Data provided
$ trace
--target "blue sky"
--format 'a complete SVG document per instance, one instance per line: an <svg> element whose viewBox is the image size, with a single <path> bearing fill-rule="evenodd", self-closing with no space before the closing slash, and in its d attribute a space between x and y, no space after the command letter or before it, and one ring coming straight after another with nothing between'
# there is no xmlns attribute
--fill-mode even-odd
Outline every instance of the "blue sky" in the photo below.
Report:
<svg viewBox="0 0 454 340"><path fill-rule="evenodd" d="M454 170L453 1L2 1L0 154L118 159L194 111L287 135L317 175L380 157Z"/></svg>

Exercise prompt
Set down the records above again, line for line and unchanged.

Exercise result
$ trace
--target "blue sky"
--format 'a complete SVG document per instance, one instance per line: an <svg> element whose viewBox is the image size, with a single <path> bearing fill-rule="evenodd", self-closing with no space before the closing slash, and in its d attribute a space between x and y, no space after the command letter or before it, and one ring coming straight after another with nothing between'
# there is no xmlns attribute
--fill-mode even-odd
Outline every instance of the "blue sky" in the photo below.
Report:
<svg viewBox="0 0 454 340"><path fill-rule="evenodd" d="M454 170L453 1L2 1L0 154L118 159L194 111L287 135L317 175L380 157Z"/></svg>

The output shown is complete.